# TASK TO CARRY OUT
Reproduce the lines from the start of the records through the line that contains "POLYGON ((334 145, 344", including both ends, and leave the picture out of your answer.

---------- THE INPUT ----------

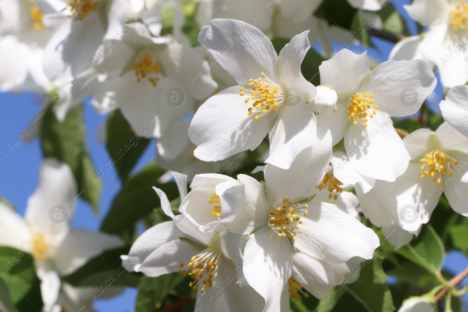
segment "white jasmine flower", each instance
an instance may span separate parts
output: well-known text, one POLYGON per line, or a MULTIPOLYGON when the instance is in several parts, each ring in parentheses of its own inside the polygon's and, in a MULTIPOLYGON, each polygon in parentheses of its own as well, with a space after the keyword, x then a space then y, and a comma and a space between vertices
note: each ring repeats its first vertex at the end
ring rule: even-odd
POLYGON ((52 159, 41 167, 39 186, 28 200, 24 218, 0 205, 0 245, 25 250, 33 256, 41 280, 44 310, 50 312, 57 301, 61 275, 73 273, 102 250, 121 246, 116 236, 68 225, 74 211, 76 184, 68 166, 52 159), (60 218, 68 218, 63 222, 60 218))
POLYGON ((334 145, 344 137, 349 161, 357 172, 395 181, 406 170, 410 156, 390 117, 417 111, 435 87, 431 68, 415 60, 387 61, 371 71, 366 53, 343 49, 319 69, 321 82, 334 87, 338 101, 336 111, 318 115, 318 123, 331 131, 334 145), (408 88, 417 102, 403 105, 400 98, 408 88))
POLYGON ((300 72, 310 47, 307 33, 293 38, 278 57, 268 38, 246 23, 215 19, 202 29, 198 40, 239 85, 212 96, 195 113, 189 135, 197 145, 196 157, 207 161, 227 158, 260 131, 249 149, 269 133, 265 161, 287 168, 314 144, 316 123, 307 103, 317 90, 300 72))

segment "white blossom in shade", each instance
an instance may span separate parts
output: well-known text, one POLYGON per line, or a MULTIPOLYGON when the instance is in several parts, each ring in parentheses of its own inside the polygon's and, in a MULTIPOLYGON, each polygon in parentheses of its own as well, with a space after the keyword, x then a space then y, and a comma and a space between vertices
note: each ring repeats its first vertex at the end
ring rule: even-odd
POLYGON ((439 106, 444 120, 468 137, 468 86, 457 86, 447 91, 439 106))
POLYGON ((388 61, 371 71, 366 52, 343 49, 319 69, 322 84, 333 86, 338 95, 336 111, 318 115, 319 126, 331 130, 334 145, 344 138, 356 171, 395 181, 406 169, 410 156, 390 117, 417 111, 435 87, 431 68, 421 60, 388 61), (408 90, 417 102, 401 100, 408 90))
POLYGON ((411 158, 406 171, 394 182, 376 181, 366 194, 356 188, 365 215, 376 226, 383 227, 384 235, 396 247, 419 233, 442 192, 454 210, 468 215, 463 179, 468 169, 468 138, 445 122, 435 132, 419 129, 403 141, 411 158))
POLYGON ((61 275, 73 273, 103 250, 124 244, 114 235, 70 228, 76 196, 70 167, 46 159, 41 167, 39 186, 28 200, 24 219, 0 204, 0 245, 32 255, 45 312, 52 311, 58 298, 61 275), (52 222, 65 218, 61 223, 52 222))
POLYGON ((293 38, 278 57, 268 38, 244 22, 215 19, 202 29, 198 40, 239 85, 213 95, 195 113, 189 135, 197 146, 196 157, 225 159, 259 131, 249 149, 256 148, 268 133, 265 161, 287 168, 314 144, 316 122, 308 103, 317 90, 300 72, 310 47, 307 33, 293 38))
MULTIPOLYGON (((197 1, 197 21, 201 26, 209 25, 213 19, 239 20, 267 31, 271 24, 275 3, 271 0, 200 0, 197 1), (248 7, 248 9, 239 8, 248 7)), ((226 43, 225 43, 226 44, 226 43)))
MULTIPOLYGON (((417 0, 403 7, 413 19, 428 27, 416 56, 420 53, 423 59, 435 64, 444 87, 464 84, 468 80, 468 3, 465 0, 417 0)), ((413 40, 416 43, 417 39, 413 40)), ((413 50, 405 48, 408 50, 405 54, 413 50)))
POLYGON ((249 234, 244 258, 256 251, 244 261, 244 274, 265 299, 265 312, 289 311, 282 300, 285 289, 297 297, 303 287, 323 300, 349 272, 345 262, 372 258, 379 245, 373 231, 355 216, 335 204, 310 201, 329 169, 331 138, 323 132, 289 169, 267 164, 264 184, 239 174, 241 184, 220 196, 221 223, 231 232, 249 234))
MULTIPOLYGON (((192 111, 195 99, 207 97, 217 87, 207 62, 193 49, 173 41, 155 44, 142 24, 115 44, 103 57, 95 56, 99 65, 93 81, 100 84, 94 105, 102 112, 119 108, 146 138, 159 139, 168 134, 173 123, 179 124, 192 111)), ((188 142, 166 144, 160 153, 174 159, 185 147, 183 141, 188 142)))
MULTIPOLYGON (((175 176, 178 186, 186 187, 186 176, 175 173, 175 176)), ((264 302, 260 296, 236 281, 243 279, 238 272, 241 268, 243 237, 227 231, 200 232, 184 215, 174 216, 166 194, 154 188, 161 199, 161 208, 173 220, 157 224, 141 234, 128 254, 121 256, 123 265, 130 272, 150 277, 176 272, 192 276, 190 286, 197 291, 194 311, 202 307, 213 311, 219 300, 227 301, 231 312, 263 311, 264 302)), ((181 194, 183 201, 186 196, 186 192, 181 194)))
POLYGON ((403 302, 397 312, 431 312, 435 305, 424 297, 411 297, 403 302))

----------

# FINISHED TASK
segment "white jasmine flower", each instance
an instance may span separate parts
output: well-known text, one POLYGON per line, or a MULTIPOLYGON when the instance is in several parts, each ring in parentheses of its own inside the polygon's and, in a MULTIPOLYGON, each polygon in parentheses of its own as well, with a space after the keyword, x then a space then y, and a comma and a space between vertices
note: each ring repeats its first vertex at the end
ring rule: even-odd
POLYGON ((52 159, 41 167, 39 186, 28 200, 24 218, 0 205, 0 245, 25 250, 33 256, 41 280, 44 310, 50 312, 57 301, 61 275, 73 273, 102 250, 121 246, 116 236, 68 225, 74 211, 76 184, 68 166, 52 159), (60 218, 68 218, 63 222, 60 218))
POLYGON ((334 145, 344 137, 349 161, 357 172, 395 181, 406 170, 410 156, 390 117, 417 111, 435 87, 431 68, 415 60, 387 61, 371 71, 366 53, 343 49, 319 69, 321 82, 334 87, 338 101, 336 111, 318 115, 318 123, 331 131, 334 145), (408 88, 417 102, 403 105, 400 98, 408 88))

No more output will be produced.